> Texte
Ahok, chrétien et Gouverneur de la capitale du plus grand musulman du monde, n’en finit plus de faire face à l’hostilité des islamistes qui exigent sa condamnation pour blasphème. Les manifestations se succèdent, et la justice est saisie de l’affaire. Le Gouverneur s’en remet à la prière de ses coreligionnaires.
« Je vous demande de prier pour moi afin que le processus judiciaire soit équitable et transparent, et j’espère laisser ce trouble derrière moi le plus rapidement possible. Ainsi, je pourrai utiliser mon temps pour mieux servir les habitants de Jakarta », a déclaré Basuki Tjahaja Purnama, surnommé Ahok. Le chef de la capitale s’est exprimé sur un ton religieux en disant croire que Dieu tenait le destin des hommes entre ses mains. Un propos tenu depuis le bureau du procureur général à qui la police venait de remettre en sa présence le dossier le concernant.

> Extraits d'un jeu de données d'annotation de points
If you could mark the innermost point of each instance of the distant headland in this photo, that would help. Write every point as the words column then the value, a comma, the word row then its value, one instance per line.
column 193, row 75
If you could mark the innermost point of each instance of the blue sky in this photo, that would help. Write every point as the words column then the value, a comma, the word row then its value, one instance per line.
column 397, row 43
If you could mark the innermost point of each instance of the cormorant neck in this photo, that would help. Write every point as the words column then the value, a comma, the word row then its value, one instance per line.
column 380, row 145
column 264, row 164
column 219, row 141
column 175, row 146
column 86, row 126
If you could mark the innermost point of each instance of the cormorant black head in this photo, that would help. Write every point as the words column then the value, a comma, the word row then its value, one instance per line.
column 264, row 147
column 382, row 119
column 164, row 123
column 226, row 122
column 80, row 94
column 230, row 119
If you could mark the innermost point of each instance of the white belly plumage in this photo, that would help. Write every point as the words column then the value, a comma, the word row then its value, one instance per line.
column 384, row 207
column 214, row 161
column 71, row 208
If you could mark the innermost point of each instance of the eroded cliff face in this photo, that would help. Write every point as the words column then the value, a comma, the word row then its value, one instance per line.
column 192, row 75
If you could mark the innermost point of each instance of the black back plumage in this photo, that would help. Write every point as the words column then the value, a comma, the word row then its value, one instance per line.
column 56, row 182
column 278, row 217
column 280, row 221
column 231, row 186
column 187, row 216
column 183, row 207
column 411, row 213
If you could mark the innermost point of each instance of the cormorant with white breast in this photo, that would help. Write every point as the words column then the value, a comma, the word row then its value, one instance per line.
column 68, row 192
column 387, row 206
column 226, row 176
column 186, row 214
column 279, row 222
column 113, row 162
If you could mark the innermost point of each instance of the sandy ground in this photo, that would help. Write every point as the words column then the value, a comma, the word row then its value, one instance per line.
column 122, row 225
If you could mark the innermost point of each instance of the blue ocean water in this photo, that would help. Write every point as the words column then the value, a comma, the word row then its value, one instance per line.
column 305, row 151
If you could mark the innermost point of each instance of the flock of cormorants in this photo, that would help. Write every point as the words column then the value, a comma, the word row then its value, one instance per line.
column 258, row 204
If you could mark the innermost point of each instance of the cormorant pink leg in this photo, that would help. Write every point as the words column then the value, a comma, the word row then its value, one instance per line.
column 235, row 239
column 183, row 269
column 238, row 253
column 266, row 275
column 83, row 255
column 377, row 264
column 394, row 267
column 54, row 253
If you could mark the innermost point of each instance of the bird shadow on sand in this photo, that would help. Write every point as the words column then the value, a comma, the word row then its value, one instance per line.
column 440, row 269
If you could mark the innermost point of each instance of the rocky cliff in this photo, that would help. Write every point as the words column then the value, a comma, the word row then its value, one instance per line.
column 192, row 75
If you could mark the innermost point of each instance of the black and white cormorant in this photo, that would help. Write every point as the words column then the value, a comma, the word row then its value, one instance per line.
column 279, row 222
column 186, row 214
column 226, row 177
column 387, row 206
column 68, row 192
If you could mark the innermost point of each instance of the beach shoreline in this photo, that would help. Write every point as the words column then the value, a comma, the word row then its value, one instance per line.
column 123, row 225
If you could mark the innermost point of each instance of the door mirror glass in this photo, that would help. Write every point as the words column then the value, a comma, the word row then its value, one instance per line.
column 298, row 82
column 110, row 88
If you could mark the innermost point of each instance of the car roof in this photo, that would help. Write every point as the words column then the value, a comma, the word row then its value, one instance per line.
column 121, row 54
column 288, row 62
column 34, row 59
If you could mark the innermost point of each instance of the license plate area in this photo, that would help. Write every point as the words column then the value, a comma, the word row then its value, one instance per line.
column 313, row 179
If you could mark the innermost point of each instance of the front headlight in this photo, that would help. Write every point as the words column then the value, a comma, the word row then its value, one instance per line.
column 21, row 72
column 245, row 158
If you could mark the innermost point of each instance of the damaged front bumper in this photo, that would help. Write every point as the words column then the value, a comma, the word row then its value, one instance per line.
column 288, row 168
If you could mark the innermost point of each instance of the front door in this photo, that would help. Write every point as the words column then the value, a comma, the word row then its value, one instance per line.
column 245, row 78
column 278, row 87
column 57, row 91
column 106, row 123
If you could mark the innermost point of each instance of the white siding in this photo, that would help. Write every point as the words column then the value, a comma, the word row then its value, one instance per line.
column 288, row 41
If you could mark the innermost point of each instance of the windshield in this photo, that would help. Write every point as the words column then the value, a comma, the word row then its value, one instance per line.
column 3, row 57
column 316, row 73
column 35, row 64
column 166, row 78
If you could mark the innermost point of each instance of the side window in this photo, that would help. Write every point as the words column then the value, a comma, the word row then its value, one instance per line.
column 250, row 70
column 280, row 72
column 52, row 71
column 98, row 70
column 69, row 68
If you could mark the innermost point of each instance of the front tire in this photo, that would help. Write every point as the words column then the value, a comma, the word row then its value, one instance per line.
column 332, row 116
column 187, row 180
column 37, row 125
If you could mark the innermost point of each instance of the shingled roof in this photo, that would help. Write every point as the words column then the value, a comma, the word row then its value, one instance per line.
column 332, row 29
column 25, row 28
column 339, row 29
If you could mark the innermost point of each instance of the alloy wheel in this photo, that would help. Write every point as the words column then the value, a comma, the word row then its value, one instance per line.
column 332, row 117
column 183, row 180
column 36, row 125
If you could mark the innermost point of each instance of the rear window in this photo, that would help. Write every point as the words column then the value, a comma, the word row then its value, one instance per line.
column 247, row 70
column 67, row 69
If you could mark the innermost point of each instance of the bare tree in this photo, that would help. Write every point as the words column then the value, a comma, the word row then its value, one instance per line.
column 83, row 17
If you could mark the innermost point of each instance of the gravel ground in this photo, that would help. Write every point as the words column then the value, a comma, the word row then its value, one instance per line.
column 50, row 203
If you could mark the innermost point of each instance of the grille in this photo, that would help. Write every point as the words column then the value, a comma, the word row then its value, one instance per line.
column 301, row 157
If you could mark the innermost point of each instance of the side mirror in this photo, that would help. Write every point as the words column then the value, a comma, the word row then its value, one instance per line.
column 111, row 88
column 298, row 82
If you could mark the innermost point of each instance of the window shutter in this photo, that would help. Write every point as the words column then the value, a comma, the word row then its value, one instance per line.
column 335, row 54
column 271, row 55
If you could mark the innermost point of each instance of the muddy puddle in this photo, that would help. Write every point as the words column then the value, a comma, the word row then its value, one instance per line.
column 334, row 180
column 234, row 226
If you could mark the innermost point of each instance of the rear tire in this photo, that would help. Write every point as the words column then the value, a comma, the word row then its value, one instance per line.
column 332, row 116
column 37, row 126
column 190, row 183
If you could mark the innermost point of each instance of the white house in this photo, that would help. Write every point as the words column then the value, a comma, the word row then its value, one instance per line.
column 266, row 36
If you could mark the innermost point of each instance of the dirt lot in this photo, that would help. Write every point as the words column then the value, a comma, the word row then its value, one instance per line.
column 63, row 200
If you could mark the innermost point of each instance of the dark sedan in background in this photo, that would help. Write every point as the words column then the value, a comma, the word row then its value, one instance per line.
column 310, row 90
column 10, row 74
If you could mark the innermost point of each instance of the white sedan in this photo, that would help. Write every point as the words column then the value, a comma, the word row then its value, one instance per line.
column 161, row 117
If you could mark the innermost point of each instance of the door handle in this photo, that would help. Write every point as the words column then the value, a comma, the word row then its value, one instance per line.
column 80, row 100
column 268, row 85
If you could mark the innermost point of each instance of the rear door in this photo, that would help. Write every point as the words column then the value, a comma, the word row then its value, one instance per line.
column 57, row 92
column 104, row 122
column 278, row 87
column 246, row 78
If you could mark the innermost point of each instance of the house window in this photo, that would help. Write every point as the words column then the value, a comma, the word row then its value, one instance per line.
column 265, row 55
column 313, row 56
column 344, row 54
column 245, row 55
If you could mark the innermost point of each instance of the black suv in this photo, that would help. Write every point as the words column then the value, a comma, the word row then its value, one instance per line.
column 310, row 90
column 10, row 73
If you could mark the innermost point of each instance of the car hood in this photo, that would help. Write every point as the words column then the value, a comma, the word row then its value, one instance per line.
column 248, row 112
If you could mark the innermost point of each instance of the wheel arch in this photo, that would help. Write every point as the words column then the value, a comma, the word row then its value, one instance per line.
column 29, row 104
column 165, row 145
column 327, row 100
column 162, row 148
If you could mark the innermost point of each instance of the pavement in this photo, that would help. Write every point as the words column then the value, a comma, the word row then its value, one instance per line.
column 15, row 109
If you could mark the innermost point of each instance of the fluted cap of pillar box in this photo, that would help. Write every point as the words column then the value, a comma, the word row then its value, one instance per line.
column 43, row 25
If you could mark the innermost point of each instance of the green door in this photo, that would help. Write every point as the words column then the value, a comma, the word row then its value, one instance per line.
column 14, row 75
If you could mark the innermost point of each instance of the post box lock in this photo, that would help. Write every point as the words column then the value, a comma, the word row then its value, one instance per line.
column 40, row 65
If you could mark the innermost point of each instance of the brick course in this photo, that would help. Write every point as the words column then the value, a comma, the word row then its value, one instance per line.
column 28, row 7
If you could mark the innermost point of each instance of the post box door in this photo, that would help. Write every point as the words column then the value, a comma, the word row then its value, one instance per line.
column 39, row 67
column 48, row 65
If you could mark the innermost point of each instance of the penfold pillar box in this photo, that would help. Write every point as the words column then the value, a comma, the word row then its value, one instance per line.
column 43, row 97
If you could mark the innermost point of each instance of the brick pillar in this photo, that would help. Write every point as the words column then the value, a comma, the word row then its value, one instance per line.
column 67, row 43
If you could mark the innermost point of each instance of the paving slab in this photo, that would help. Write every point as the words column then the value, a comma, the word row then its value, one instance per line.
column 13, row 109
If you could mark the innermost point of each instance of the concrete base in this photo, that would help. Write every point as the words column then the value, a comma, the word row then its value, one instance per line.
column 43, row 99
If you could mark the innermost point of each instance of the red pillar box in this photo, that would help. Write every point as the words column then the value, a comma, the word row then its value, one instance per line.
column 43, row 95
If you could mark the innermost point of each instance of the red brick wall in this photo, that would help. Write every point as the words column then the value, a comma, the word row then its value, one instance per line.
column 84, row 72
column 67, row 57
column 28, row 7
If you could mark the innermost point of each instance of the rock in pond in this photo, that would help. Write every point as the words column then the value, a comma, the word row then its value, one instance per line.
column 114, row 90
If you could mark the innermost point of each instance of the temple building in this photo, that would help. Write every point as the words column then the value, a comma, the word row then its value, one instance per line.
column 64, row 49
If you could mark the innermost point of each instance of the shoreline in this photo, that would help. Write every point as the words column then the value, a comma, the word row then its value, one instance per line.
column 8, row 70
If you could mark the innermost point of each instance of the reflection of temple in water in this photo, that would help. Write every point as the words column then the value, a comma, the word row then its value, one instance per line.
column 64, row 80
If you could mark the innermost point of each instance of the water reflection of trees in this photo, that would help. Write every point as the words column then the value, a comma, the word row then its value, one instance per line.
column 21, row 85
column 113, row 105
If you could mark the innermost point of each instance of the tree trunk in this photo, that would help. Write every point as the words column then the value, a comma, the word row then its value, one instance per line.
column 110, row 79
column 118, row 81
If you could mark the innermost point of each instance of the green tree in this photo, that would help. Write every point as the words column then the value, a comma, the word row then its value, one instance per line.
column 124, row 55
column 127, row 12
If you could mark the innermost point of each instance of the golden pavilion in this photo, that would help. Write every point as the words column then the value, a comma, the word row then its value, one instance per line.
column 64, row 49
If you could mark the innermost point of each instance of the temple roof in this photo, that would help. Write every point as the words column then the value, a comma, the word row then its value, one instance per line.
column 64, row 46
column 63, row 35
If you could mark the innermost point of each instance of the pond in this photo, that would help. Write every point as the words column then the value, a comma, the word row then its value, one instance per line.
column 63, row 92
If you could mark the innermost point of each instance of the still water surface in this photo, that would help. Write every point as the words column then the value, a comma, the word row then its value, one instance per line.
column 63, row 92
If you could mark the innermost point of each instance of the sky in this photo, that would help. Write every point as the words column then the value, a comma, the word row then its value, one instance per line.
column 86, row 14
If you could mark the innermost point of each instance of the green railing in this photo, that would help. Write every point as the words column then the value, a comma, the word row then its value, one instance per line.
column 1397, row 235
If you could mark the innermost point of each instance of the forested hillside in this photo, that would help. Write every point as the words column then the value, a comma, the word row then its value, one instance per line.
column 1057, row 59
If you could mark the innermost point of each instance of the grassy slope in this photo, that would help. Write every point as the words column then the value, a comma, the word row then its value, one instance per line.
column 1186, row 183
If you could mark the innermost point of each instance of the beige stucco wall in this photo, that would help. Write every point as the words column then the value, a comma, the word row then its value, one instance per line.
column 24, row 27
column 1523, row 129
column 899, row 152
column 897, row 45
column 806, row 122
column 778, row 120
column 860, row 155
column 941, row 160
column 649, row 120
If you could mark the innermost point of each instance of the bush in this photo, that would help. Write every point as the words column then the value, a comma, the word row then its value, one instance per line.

> Consigne 1
Répondez aux questions suivantes d'après le texte sur Ahok :
(a) Pour quel motif les islamistes exigent-ils la condamnation d'Ahok ?
(b) Quel est le nom complet de l'homme surnommé Ahok ?
(c) Depuis quel bureau s'est-il exprimé ?
> Consigne 2
Reprenez mot pour mot, s'il vous plaît, tout ce qui va de « Ahok, chrétien et » jusqu'à « dossier le concernant. » dans le texte sur Ahok.

> Corrigé détaillé 1
(a) Pour blasphème.
(b) Basuki Tjahaja Purnama.
(c) Depuis le bureau du procureur général.

> Corrigé détaillé 2
Ahok, chrétien et Gouverneur de la capitale du plus grand musulman du monde, n’en finit plus de faire face à l’hostilité des islamistes qui exigent sa condamnation pour blasphème. Les manifestations se succèdent, et la justice est saisie de l’affaire. Le Gouverneur s’en remet à la prière de ses coreligionnaires.
« Je vous demande de prier pour moi afin que le processus judiciaire soit équitable et transparent, et j’espère laisser ce trouble derrière moi le plus rapidement possible. Ainsi, je pourrai utiliser mon temps pour mieux servir les habitants de Jakarta », a déclaré Basuki Tjahaja Purnama, surnommé Ahok. Le chef de la capitale s’est exprimé sur un ton religieux en disant croire que Dieu tenait le destin des hommes entre ses mains. Un propos tenu depuis le bureau du procureur général à qui la police venait de remettre en sa présence le dossier le concernant.